Start of Block

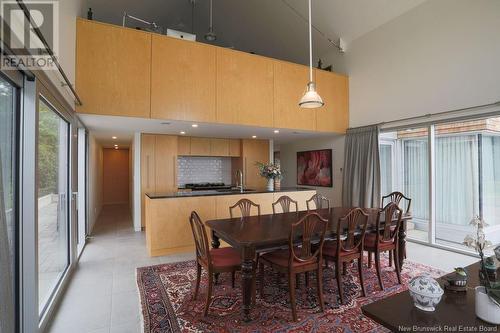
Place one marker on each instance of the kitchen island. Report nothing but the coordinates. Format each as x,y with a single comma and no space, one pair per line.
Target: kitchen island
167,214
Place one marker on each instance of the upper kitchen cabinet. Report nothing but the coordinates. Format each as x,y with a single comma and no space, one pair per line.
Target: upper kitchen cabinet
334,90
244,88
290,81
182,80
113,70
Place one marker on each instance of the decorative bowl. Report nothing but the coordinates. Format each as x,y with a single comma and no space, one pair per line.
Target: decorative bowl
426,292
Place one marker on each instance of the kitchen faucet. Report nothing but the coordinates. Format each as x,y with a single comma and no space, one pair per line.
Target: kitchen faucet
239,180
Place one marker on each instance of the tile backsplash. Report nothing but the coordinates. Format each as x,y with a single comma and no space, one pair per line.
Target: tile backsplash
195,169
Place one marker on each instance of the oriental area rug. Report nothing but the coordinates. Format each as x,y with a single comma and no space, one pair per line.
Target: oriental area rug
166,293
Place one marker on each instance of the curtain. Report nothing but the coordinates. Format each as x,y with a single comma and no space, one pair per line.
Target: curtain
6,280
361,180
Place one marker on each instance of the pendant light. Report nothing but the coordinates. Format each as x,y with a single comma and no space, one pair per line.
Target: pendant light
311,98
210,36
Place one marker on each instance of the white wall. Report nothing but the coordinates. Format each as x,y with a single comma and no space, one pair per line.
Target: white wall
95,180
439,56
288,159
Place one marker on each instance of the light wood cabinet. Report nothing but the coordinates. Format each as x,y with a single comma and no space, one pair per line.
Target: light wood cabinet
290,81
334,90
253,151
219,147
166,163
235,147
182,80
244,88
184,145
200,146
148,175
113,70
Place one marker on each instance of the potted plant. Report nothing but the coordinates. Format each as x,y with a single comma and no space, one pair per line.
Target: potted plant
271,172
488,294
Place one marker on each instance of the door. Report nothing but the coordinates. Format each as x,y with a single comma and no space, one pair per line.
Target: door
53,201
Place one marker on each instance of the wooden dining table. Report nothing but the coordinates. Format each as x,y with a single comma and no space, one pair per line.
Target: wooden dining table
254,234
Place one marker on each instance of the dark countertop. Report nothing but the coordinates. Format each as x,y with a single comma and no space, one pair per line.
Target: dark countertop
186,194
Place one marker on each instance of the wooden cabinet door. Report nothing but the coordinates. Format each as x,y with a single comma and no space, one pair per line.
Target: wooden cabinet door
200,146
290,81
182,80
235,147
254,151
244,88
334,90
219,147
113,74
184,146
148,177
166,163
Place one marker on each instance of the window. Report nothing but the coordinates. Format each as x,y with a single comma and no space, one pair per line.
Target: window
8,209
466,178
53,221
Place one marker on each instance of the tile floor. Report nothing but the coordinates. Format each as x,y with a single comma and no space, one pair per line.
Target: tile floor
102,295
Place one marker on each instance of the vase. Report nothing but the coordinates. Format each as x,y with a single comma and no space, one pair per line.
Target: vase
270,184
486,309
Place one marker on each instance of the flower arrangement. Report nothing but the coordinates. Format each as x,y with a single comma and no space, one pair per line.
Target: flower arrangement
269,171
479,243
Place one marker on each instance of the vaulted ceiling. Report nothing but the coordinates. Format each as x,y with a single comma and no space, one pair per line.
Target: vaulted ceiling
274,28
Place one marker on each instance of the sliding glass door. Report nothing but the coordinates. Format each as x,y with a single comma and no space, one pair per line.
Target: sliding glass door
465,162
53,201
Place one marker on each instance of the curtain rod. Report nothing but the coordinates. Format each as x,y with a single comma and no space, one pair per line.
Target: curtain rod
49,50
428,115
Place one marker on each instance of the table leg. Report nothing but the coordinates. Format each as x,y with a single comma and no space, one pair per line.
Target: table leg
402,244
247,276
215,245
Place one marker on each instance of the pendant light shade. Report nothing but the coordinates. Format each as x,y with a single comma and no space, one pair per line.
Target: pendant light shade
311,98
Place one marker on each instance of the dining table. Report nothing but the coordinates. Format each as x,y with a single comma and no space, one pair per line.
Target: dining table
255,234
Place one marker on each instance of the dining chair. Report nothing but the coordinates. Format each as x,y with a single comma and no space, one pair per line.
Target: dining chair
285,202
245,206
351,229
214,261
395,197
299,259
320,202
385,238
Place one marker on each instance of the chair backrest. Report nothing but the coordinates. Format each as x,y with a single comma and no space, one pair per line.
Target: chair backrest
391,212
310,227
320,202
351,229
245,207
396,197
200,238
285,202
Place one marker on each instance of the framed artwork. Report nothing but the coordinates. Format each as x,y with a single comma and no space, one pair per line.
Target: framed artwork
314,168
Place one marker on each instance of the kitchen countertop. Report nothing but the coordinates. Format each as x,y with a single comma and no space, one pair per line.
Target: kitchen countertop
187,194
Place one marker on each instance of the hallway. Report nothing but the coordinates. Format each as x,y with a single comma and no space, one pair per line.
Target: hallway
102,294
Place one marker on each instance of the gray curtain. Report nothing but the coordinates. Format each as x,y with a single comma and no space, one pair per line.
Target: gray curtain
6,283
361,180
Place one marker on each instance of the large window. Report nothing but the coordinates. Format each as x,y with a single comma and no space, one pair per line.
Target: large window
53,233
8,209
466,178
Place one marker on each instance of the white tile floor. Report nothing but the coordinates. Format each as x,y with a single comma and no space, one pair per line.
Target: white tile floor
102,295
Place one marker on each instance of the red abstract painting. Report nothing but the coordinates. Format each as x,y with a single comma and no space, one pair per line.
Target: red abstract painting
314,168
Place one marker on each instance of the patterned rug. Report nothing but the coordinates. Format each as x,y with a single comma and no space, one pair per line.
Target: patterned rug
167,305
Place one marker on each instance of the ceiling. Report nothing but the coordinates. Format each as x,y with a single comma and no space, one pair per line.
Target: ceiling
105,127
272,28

End of Block

After removing the pictures, set down every record above exactly as it stands.

Place one marker on each instance of the kitchen island. Report nothing but the coordinates. Format each as x,y with a single comma and no space, one pair per line.
Target: kitchen island
167,214
Place one marker on each instance of the upper kitchen cabinet. Report nothing but the coordinates. Format each as x,y with a single comma and no space, one pair per line.
Target: upper kitchen cabinet
334,90
244,88
290,81
182,80
113,70
Place one marker on each instance of the decorative bowl. Report nothing but the coordinates. Format each as x,y with a single comma and no space, one pair per line.
Target: decorative bowl
426,292
Place one marker on each instance of the kitchen faucet. Report nothing but the coordinates. Format each as x,y with a single comma and no space, one pair per line.
Target: kitchen faucet
239,180
Place one marker on each instance of the tile backsplash. Report nothing but the coordinates. Format each as x,y with a single comma and no space, one pair per line.
Target: tile backsplash
195,169
Place one marker on each instance of the oriental area rug. Report nothing but the coordinates. Format each as x,y with a single comma and no space, one pair per line.
Target: oriental area rug
166,293
Place one marker on each instance of the curtain. Report nothing but the coordinates. Format each as x,y with a single comma and no space, one pair per line.
Target: curtain
6,280
361,180
Place one marker on each instance of the pendant light. Report nothing but the coordinates. Format each as x,y with a single comma and no space, one pair per line.
Target: pendant light
311,98
210,36
Place one marker on each instance of the white wall. Report nothing but the coordinates. Format each as x,y with a single comma and no space, one pair per line.
Target: white wall
95,180
439,56
288,159
Place one marker on each instance of the light wood cabinet. Report nothing but the coordinates. Format each as x,y with a single comma and no space, one pair per line.
Target: light wood cabinet
290,81
334,90
253,151
219,147
166,163
235,147
182,80
244,88
184,145
200,146
148,175
113,70
Place one marker on each instance of the potted plant. Report nothing but the coordinates. Format each as x,y with a single comma and no space, one pair per line.
Target: potted plant
271,172
488,294
Place one marker on each instance of the door. Report nothing but the coordinates. Format each as x,y with a single comma and no space, one pair per line.
Target: door
53,201
Place one marker on each instance of the wooden dining table. Report nothing but the coordinates. Format each as x,y with a single comma and no space, one pair per line.
Target: wooden dining table
254,234
Place one marker on each instance of the dark countertop. Report nothing but the coordinates. Format each as x,y with a single comma and no space, one pair per line.
Target: dark countertop
186,194
Place one marker on each instance of the wooden cabinet door. Report nothing but the coordinates. Format each as x,y with a single comma and no space, one pair per line.
Target: wooden cabinet door
200,146
290,81
182,80
235,147
254,151
244,88
334,90
219,147
113,74
184,146
148,177
166,163
Place one marker on each instance of the window. Report nothing but the coordinates. Format each as x,y with a single comma and no space, one pair per line.
Target: window
8,209
466,178
53,221
Place one marker on each instance of the tile floor. Report nothing but the coordinates. Format each as x,y with a single comma and no space, one pair per line.
Target: tile floor
102,295
Place one marker on each instance of the vase. Report nothing but the coordinates. Format each as x,y with a single comma and no space, one pair per line.
Target: vase
270,184
486,309
Place one marker on each instance of the flower arrangement. Report nothing but the coordinates. Format each as x,y with a single comma and no space, one pair per line.
Target: flower arrangement
269,171
479,243
Place one marker on each instance of the vaulted ceiling. Report nothing but the coordinates. Format each as x,y with a single comma and no space, one pair per line.
Target: vaulted ceiling
274,28
Place one marker on each instance of the sliding glass door. Report nothing but the coordinates. Format each as x,y with a single comma and no space, one pair per line.
Target: sliding glass door
465,162
53,201
Place one marker on each instance of the curtain rod. Report nothing but the coordinates. Format each as x,y with a single comma and no space, one pair per line.
Target: curtain rod
49,50
428,115
Place one marker on each instance of the table leg. Report nothing but the coordinates. Format each as x,y with a single comma and no space, one pair per line.
Target: table leg
402,244
247,276
215,245
Place one marker on each instance of the pendant light shade. Report nothing but the coordinates. Format each as x,y with a single comma and no space, one pair per line.
Target: pendant light shade
311,98
Place one marker on each instance of the dining table. Report nothing but the coordinates. Format each as x,y with a single comma and no space, one pair per line.
Target: dining table
255,234
Place one marker on each instance of the dining chair. Report nothing but the coordinates. Format each as x,y with a single comma and no space, one pair per line.
Target: dining chair
285,202
245,206
351,229
214,261
395,197
299,259
320,202
385,238
Place one marker on each instance of the chair backrest. Report nothing but the coordinates. Format each as x,y with a single comma and no space, one pair per line.
Target: chair backrest
391,212
310,227
320,202
351,229
245,207
396,197
200,238
285,202
Place one marker on each instance of the framed artwork. Report nothing but the coordinates. Format each as x,y with a single comma and no space, one pair per line.
Target: framed artwork
314,168
Place one marker on each instance of the kitchen countertop. Report nothing but the coordinates. Format each as x,y with a single comma and no space, one pair per line.
Target: kitchen countertop
187,194
Place one marker on each instance of the hallway. Report nothing but the coordinates. Format each as x,y with a single comma and no space, one pair per line.
Target: hallway
102,294
Place one marker on each instance of the gray curtain. Report nothing but the coordinates. Format each as x,y with a single comma and no space, one pair per line.
Target: gray curtain
6,283
361,180
Place one marker on each instance of the large window. Report nothing but the coordinates. Format each as x,y with a single comma and no space, one pair per line.
Target: large window
53,233
8,209
466,178
Place one marker on each instance of the white tile floor. Report nothing but the coordinates. Format each as x,y with a single comma and no space, one pair per line.
Target: white tile floor
102,295
Place one marker on each instance of the red abstract painting. Report nothing but the coordinates. Format each as x,y with a single comma and no space, one pair per line.
Target: red abstract painting
314,168
Place one marker on each instance of the patterned rug. Report nothing but the coordinates. Format each as x,y with a single comma and no space, one pair per line.
Target: patterned rug
167,305
Place one marker on each instance of the ceiling. Report nothing but the coordinates. Format each as x,y with a single comma and no space, one pair per line.
Target: ceiling
105,127
272,28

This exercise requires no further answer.